_Yang Perlu Dikerjakan_.
Sebutkan semua sifat yang dilekatkan pada masyarakat Madura dalam teks tentang Madura di bawah ini.

Tawassuth.com – Hampir kebanyakan masyarakat Indonesia ketika mendengar nama Madura akan terbayang suatu daerah yang masyarakatnya religius. Ketaatannya pada nilai-nilai ajaran agama sangat kuat dan kepatuhannya terhadap kiai melebihi apapun, baik itu kepada para pejabat, atau institusi negara.
Figur kiai di Madura sangat besar sekali pengaruhnya. Sebab, kiai dianggap sebagai orang yang dekat dengan Sang Pencipta (Allah). Dengan mengagungkan sosok kiai dipercaya oleh masyarakat akan membawa keberkahan terhadap jalan kehidupan yang lebih baik.
Madura, bukan hanya dikenal daerah yang religius, tetapi masyarakatnya dinilai memiliki jiwa yang keras dan sangat menjunjung tinggi harga diri. Barangkali kita mengenal istilah carok (Baca: Carok) atau lebih dikenal oleh masyarakat umum sebagai duel maut untuk menuntaskan permasalahan—menggunakan celurit. Dan ini sudah menjadi tradisi di Madura.

_Materi yang Disediakan_.
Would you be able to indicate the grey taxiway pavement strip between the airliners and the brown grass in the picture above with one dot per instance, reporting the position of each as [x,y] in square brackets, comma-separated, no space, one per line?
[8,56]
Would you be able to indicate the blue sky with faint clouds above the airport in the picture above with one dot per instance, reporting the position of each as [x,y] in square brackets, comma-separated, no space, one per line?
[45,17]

_Penyelesaian Latihan_.
- religius
- sangat kuat ketaatannya pada nilai-nilai ajaran agama
- kepatuhannya terhadap kiai melebihi apa pun
- memiliki jiwa yang keras
- sangat menjunjung tinggi harga diri